PROBLEM 1.
List every equation number that appears in the sideslip angle estimation excerpt, whether it is cited or assigned to a displayed equation.
PROBLEM 2.
Continue the sideslip angle estimation excerpt from the point where it stops.

PAGE EXTRACT.
Noting that the sideslip angle estimation error $\tilde{\mathit{\theta }}=\mathit{\theta }-\widehat{\mathit{\theta }}$, it is obtained in (43) and (44) that

$${\dot{\mathit{e}}}_{xs}=ƛ(x)\tilde{\mathit{\theta }}(t)-{\mathit{k}}_{sw}{\mathit{e}}_{xs}-w\dot{\widehat{\mathit{\theta }}}(t)$$

(46)

Next, $\varsigma$ is an auxiliary variable, which is defined as $\mathit{\varsigma }={\mathit{e}}_{xs}-w\tilde{\mathit{\theta }}(t)$; it is obtained from (45) and (46) that

$$\dot{\mathit{\varsigma }}=-{\mathit{k}}_{sw}\mathit{\varsigma }-w\dot{\mathit{\theta }}(t), \mathit{\varsigma }(t_0)={\mathit{e}}_{xs}(t_0)$$

(47)

SUPPLIED DATA.
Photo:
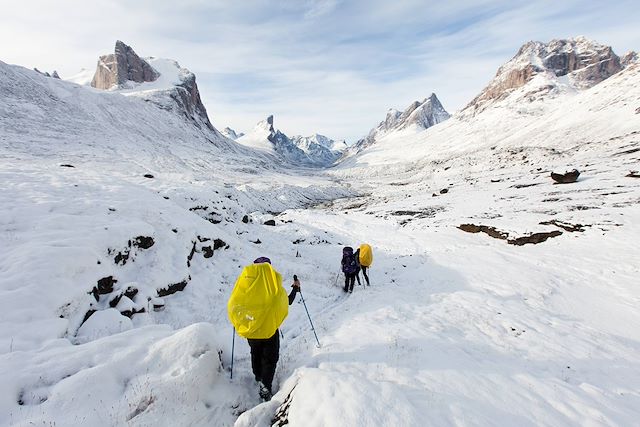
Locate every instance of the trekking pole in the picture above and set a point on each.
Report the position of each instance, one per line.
(308, 315)
(233, 344)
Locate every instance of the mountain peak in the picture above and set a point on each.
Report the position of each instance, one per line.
(585, 63)
(419, 115)
(122, 66)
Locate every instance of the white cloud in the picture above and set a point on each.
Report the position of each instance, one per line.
(325, 66)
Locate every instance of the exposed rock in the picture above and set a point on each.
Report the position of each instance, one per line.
(190, 256)
(420, 114)
(232, 134)
(132, 311)
(565, 178)
(519, 241)
(143, 242)
(629, 58)
(534, 238)
(207, 251)
(565, 225)
(173, 288)
(124, 69)
(187, 98)
(491, 231)
(218, 243)
(586, 62)
(116, 69)
(103, 287)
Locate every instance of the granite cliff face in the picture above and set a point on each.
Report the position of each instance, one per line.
(420, 115)
(577, 63)
(121, 67)
(160, 81)
(231, 134)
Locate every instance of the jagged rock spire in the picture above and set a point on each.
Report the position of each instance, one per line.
(116, 69)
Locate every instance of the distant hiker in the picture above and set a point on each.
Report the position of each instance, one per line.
(349, 268)
(365, 259)
(257, 307)
(358, 267)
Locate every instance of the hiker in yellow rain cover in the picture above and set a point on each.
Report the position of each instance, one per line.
(257, 307)
(364, 255)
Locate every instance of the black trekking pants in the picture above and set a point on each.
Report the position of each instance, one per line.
(364, 273)
(264, 358)
(349, 281)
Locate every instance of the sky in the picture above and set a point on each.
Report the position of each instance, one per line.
(319, 66)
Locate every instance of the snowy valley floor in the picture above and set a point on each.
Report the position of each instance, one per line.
(456, 328)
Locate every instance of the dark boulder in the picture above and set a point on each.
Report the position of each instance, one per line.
(565, 178)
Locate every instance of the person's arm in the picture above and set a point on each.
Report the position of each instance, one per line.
(294, 290)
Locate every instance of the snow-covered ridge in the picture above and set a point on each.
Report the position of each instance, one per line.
(316, 150)
(160, 81)
(548, 70)
(418, 116)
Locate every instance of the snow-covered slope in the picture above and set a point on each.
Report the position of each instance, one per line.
(231, 134)
(109, 205)
(470, 318)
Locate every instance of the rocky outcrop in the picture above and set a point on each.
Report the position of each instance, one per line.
(187, 98)
(420, 115)
(231, 134)
(46, 74)
(629, 58)
(177, 91)
(116, 69)
(565, 178)
(585, 63)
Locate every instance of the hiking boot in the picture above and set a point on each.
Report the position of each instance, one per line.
(264, 392)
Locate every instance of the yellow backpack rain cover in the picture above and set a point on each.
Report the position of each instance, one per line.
(366, 255)
(258, 304)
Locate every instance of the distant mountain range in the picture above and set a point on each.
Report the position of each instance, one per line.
(314, 150)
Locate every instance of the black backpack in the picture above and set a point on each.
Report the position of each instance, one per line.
(349, 262)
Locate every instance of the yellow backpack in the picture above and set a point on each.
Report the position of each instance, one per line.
(258, 303)
(366, 255)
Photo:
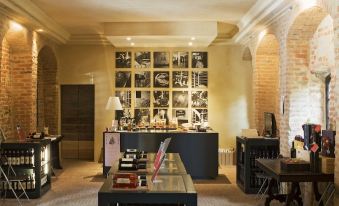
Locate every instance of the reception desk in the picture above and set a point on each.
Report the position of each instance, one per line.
(198, 150)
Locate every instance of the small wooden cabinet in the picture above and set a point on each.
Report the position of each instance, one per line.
(249, 176)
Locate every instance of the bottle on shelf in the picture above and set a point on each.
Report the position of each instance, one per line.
(293, 151)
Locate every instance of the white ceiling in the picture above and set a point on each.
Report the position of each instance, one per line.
(87, 16)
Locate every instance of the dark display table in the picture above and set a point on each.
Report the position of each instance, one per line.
(198, 150)
(272, 168)
(172, 186)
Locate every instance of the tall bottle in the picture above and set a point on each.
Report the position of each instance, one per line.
(293, 151)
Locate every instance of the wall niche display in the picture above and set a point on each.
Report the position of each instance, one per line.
(160, 114)
(199, 79)
(161, 59)
(142, 60)
(142, 99)
(161, 98)
(199, 99)
(142, 116)
(125, 98)
(180, 99)
(161, 79)
(199, 60)
(199, 115)
(181, 115)
(180, 79)
(142, 79)
(123, 59)
(123, 79)
(180, 60)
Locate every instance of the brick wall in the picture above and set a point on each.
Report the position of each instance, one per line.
(266, 80)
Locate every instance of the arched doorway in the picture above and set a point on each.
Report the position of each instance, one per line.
(266, 80)
(47, 91)
(310, 58)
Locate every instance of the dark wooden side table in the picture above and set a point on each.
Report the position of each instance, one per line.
(272, 168)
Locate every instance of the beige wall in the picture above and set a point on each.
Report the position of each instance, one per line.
(229, 85)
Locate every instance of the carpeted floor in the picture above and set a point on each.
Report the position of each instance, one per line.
(78, 184)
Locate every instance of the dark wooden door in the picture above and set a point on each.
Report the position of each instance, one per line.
(77, 121)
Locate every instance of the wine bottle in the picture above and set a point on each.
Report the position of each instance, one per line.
(293, 151)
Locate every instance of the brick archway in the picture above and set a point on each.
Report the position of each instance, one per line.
(266, 80)
(47, 91)
(304, 100)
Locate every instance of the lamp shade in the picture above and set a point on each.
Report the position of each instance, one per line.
(113, 103)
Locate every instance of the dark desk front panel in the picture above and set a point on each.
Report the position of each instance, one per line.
(198, 150)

TASK RESULT 1.
(43), (44), (45), (46), (47)

TASK RESULT 2.
Because the change rate of the sideslip parameter $\dot{\mathit{\theta }}(t)$ is unavailable, we can obtain an estimation of $\varsigma$ [31] as follows:

$$\dot{\widehat{\mathit{\varsigma }}}=-{\mathit{k}}_{sw}\widehat{\mathit{\varsigma }}$$

(48)

Define the estimation error $\tilde{\mathit{\varsigma }}=\mathit{\varsigma }-\widehat{\mathit{\varsigma }}$ with dynamics

$$\tilde{\mathit{\varsigma }}=-{\mathit{k}}_{sw}\tilde{\mathit{\varsigma }}-w\dot{\mathit{\theta }}(t),\tilde{\mathit{\varsigma }}(t_0)=0$$

(49)

based on the definitions of $\varsigma$ and $\tilde{\mathit{\varsigma }}$, we have

$$w\tilde{\mathit{\theta }}(t)={\mathit{e}}_{xs}-\tilde{\mathit{\varsigma }}-\widehat{\mathit{\varsigma }}$$

(50)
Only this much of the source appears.